_WHAT YOU SHOULD DO_
Copy the items from the beginning through the line that contains "Then put one point on each instance of the dirt", substituting "locator" for every "pointer" and leaving everything else unchanged.

_RECORDS TO USE_

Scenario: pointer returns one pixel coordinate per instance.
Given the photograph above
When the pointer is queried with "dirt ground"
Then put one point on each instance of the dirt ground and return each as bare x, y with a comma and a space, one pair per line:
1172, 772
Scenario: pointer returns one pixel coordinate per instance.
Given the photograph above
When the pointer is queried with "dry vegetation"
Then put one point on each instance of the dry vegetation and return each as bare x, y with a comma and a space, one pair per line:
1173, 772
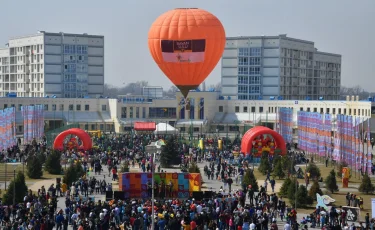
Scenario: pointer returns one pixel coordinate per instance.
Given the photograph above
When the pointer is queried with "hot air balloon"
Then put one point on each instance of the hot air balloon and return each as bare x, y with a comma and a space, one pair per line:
186, 43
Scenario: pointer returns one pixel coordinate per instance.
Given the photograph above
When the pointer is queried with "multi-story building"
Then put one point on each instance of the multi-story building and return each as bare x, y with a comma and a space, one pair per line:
47, 64
278, 66
209, 113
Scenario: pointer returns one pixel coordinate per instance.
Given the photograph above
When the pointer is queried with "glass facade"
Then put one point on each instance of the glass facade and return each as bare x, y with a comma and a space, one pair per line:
249, 73
75, 71
201, 109
162, 112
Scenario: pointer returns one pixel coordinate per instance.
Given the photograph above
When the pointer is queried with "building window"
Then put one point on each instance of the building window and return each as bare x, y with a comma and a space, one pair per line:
131, 112
242, 89
242, 97
243, 61
255, 52
243, 70
243, 52
233, 128
243, 80
162, 112
254, 61
123, 112
143, 112
220, 128
136, 112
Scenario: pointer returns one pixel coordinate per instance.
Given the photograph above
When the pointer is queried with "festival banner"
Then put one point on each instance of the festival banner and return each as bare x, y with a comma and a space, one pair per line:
369, 148
357, 142
286, 123
301, 130
337, 145
322, 139
361, 144
327, 132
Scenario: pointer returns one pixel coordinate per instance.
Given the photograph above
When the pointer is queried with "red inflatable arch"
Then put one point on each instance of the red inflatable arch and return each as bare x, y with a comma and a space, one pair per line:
85, 138
251, 134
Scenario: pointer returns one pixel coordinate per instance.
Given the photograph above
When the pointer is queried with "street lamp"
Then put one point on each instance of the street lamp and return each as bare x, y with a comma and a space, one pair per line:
253, 151
14, 185
152, 192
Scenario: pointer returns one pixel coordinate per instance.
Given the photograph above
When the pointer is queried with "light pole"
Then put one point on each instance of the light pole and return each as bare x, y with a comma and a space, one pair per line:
343, 145
253, 151
152, 192
14, 185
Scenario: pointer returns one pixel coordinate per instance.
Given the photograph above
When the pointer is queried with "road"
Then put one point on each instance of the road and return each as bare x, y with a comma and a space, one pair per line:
209, 184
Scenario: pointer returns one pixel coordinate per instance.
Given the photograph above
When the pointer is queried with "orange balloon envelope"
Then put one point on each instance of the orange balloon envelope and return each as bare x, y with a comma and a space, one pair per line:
186, 43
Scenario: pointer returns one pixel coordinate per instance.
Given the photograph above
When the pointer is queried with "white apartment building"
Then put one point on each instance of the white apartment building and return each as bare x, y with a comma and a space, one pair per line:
47, 64
278, 66
209, 113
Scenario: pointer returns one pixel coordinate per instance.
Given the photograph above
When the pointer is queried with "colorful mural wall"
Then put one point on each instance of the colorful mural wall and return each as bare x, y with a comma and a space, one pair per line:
137, 184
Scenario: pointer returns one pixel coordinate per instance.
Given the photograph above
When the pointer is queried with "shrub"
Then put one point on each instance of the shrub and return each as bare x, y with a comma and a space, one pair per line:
193, 168
366, 185
303, 199
278, 170
73, 173
34, 167
249, 179
20, 192
339, 169
53, 164
264, 165
315, 188
285, 186
169, 154
313, 170
331, 183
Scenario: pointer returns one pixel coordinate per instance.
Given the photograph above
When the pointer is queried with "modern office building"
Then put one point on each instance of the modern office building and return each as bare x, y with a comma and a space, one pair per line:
278, 66
47, 64
209, 113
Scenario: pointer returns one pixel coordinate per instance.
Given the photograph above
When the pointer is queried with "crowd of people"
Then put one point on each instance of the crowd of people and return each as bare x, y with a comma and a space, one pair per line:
229, 207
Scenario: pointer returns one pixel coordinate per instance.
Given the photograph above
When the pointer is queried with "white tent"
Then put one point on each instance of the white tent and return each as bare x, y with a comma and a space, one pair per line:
164, 128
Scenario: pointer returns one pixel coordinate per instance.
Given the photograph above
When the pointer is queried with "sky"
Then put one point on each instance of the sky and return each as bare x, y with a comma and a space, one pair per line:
344, 27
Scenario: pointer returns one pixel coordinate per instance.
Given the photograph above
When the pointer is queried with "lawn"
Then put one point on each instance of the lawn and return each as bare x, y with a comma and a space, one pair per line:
339, 196
8, 176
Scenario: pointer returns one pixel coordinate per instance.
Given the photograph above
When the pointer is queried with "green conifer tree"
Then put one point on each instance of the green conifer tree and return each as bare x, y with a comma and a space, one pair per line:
331, 183
366, 185
20, 191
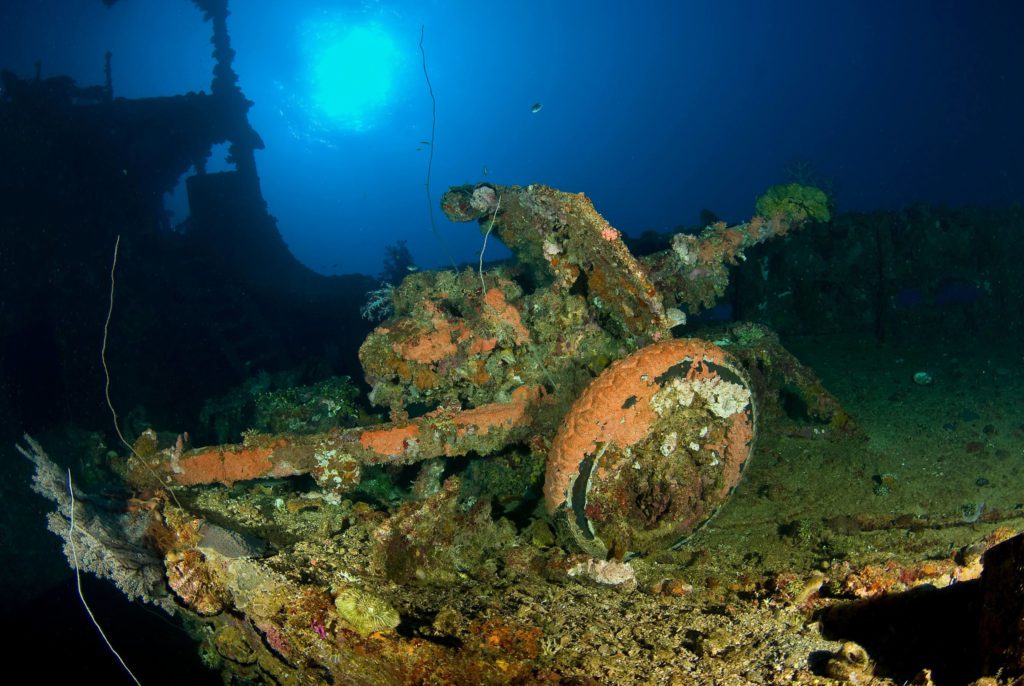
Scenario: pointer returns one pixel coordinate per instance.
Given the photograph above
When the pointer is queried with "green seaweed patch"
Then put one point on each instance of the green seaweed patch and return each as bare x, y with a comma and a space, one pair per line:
365, 612
794, 203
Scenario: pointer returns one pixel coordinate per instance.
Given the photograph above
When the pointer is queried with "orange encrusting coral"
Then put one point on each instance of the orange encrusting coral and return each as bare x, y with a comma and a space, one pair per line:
435, 345
506, 313
435, 434
616, 409
392, 440
226, 466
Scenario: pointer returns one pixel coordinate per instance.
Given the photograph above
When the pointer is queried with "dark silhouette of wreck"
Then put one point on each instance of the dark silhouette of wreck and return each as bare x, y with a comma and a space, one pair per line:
200, 306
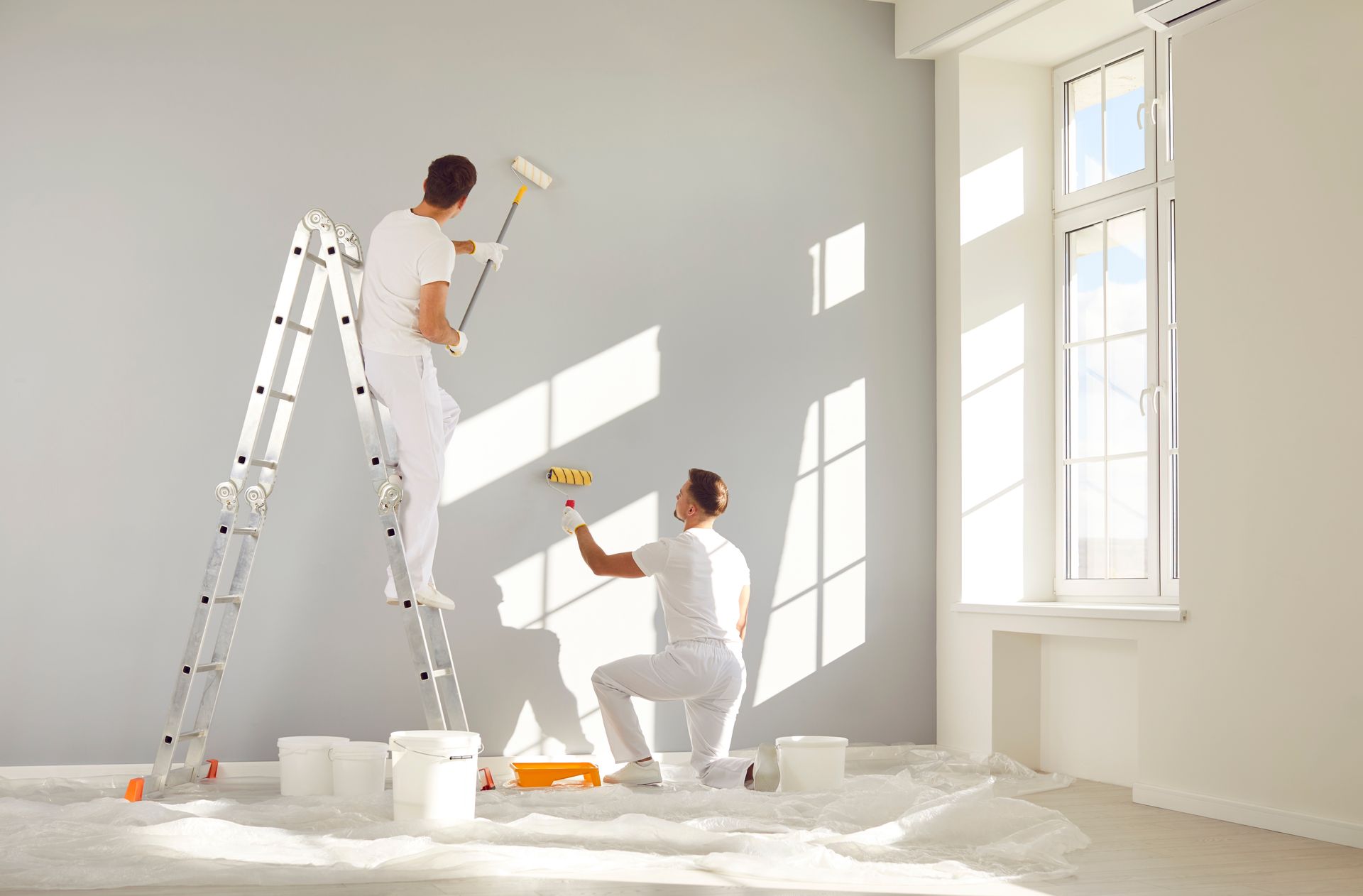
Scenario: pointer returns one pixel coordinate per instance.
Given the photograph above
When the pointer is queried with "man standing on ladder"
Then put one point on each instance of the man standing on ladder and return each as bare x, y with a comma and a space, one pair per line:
407, 281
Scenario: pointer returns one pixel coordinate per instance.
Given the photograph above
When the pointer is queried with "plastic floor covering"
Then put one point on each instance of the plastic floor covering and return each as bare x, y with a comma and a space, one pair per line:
905, 813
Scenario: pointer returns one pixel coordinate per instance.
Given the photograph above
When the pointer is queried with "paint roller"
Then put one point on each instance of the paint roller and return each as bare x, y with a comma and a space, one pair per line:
536, 176
567, 476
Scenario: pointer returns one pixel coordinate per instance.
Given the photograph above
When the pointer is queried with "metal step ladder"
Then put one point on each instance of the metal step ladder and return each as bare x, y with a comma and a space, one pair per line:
337, 268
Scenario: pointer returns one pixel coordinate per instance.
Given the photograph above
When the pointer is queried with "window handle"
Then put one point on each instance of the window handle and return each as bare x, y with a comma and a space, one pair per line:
1154, 390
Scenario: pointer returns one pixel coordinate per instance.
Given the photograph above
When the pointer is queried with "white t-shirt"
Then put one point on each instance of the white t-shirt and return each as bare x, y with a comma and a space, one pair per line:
405, 253
701, 576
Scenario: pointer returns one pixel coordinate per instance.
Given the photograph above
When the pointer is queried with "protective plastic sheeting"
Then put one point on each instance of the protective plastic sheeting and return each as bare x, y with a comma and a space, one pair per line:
907, 813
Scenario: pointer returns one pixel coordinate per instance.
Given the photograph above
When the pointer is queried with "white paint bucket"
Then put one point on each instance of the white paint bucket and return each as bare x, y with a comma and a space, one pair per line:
435, 774
305, 765
811, 763
358, 768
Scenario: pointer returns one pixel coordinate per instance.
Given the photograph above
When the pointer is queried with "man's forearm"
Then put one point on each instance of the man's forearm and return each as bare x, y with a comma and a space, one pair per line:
592, 551
449, 336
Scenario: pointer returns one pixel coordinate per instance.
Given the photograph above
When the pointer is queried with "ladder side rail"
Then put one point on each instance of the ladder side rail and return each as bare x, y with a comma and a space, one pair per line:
221, 650
270, 354
293, 378
342, 302
198, 628
228, 496
438, 644
256, 497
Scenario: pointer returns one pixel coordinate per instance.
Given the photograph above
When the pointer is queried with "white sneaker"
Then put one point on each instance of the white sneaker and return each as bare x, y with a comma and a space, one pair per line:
634, 774
767, 772
428, 596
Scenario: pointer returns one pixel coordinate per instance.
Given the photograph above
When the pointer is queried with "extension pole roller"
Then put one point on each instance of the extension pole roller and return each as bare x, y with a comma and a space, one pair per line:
537, 177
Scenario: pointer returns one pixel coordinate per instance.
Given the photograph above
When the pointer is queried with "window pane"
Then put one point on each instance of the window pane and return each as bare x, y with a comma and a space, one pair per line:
1085, 404
1088, 516
1126, 288
1129, 517
1124, 89
1085, 287
1127, 430
1084, 131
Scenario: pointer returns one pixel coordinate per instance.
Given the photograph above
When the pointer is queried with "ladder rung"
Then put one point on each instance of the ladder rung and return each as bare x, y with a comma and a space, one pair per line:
322, 262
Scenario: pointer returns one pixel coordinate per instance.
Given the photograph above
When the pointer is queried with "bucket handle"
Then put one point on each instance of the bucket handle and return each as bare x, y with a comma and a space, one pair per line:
332, 755
439, 756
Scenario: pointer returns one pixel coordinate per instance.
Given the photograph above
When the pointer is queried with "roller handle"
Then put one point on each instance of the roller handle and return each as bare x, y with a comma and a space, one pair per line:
515, 204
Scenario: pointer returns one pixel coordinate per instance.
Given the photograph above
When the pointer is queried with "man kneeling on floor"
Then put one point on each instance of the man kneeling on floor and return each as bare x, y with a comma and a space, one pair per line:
704, 586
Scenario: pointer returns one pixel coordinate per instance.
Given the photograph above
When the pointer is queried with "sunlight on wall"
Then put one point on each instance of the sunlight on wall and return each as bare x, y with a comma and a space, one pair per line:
991, 195
606, 386
548, 415
818, 604
844, 266
500, 439
840, 261
992, 425
597, 620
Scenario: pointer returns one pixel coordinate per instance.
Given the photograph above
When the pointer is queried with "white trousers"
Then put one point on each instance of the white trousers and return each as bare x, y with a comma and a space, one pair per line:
708, 675
423, 420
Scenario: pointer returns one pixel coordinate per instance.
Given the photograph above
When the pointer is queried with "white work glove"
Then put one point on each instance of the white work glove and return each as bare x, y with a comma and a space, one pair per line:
490, 251
462, 345
573, 520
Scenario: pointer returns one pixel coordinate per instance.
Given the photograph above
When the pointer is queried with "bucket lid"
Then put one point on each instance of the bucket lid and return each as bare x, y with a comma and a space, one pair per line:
810, 741
310, 742
358, 750
437, 741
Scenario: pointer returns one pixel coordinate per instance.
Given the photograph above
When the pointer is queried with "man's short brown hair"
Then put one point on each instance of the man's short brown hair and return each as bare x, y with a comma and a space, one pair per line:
708, 491
450, 179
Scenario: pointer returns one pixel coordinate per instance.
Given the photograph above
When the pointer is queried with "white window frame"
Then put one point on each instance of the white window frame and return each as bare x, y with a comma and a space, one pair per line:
1110, 589
1142, 41
1167, 400
1163, 114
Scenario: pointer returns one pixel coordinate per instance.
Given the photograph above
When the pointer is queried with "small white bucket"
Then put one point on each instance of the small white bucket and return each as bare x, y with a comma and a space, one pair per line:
305, 765
811, 763
358, 768
435, 774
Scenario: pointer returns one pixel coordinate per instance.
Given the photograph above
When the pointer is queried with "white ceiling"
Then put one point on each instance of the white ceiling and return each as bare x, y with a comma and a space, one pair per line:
1059, 32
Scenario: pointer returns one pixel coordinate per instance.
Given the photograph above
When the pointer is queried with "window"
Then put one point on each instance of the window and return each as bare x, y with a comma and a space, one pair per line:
1107, 141
1117, 337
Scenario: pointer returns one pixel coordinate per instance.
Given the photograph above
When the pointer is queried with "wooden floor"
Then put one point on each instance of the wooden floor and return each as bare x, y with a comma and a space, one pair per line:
1136, 851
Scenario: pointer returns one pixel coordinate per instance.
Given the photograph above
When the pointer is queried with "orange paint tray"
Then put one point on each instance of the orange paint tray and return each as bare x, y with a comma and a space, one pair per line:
545, 774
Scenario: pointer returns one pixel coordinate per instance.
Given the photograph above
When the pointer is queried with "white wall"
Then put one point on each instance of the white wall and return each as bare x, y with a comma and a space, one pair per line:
155, 158
1250, 709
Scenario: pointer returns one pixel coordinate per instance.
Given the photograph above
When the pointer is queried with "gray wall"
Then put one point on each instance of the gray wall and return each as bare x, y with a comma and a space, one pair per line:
154, 160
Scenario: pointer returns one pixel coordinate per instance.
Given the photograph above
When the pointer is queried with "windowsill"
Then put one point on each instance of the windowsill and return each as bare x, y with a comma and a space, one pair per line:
1142, 613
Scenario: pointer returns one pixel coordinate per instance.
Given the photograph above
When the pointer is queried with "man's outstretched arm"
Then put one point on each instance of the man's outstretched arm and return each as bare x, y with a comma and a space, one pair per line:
600, 562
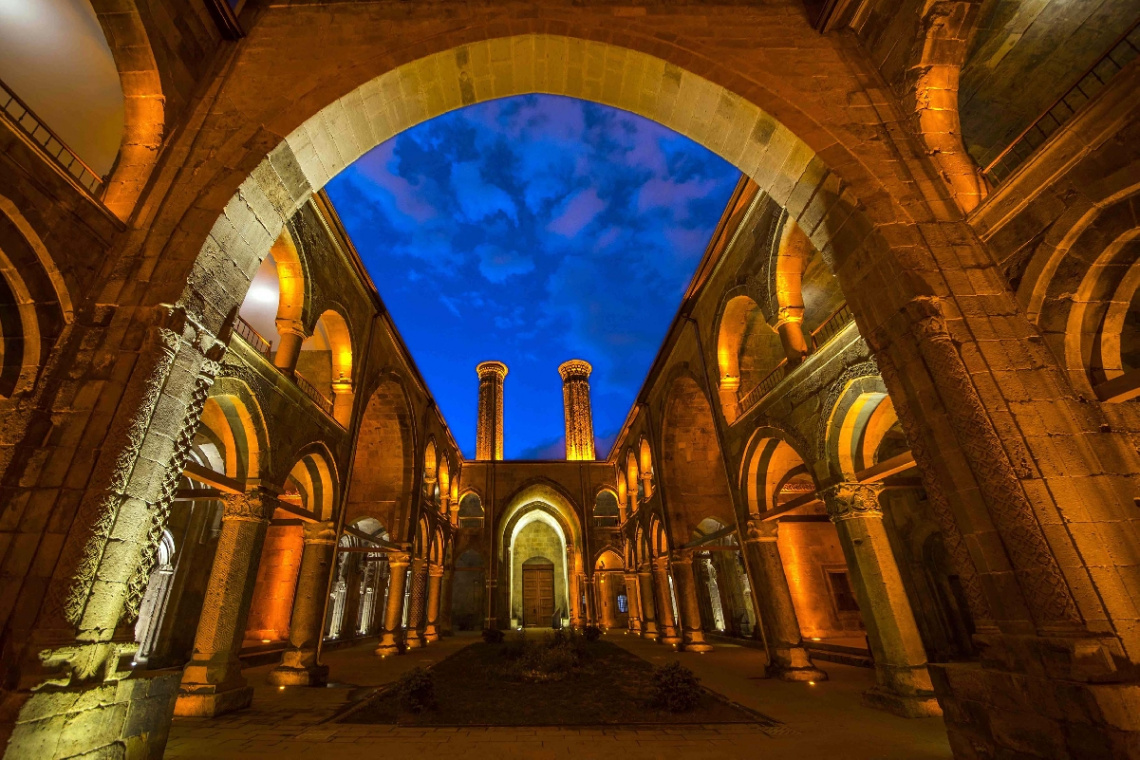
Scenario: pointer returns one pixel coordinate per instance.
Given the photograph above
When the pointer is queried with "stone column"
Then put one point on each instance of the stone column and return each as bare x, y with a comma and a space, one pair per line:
646, 603
212, 681
633, 599
299, 664
690, 605
904, 684
417, 604
790, 327
789, 660
288, 350
579, 421
342, 402
445, 603
434, 585
589, 586
489, 427
667, 621
393, 607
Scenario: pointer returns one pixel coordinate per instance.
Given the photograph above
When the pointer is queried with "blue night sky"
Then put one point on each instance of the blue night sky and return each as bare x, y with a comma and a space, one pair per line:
532, 230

_RESPONSE TO THIS EXERCISE_
Scenario: locator returns one pixel coordinate per instance.
Given the photograph above
When the locator is queried with "dirt ground"
Then put one point on each instance of the dirt ground and return each as bare x, y with a comma and a space, one pair per line:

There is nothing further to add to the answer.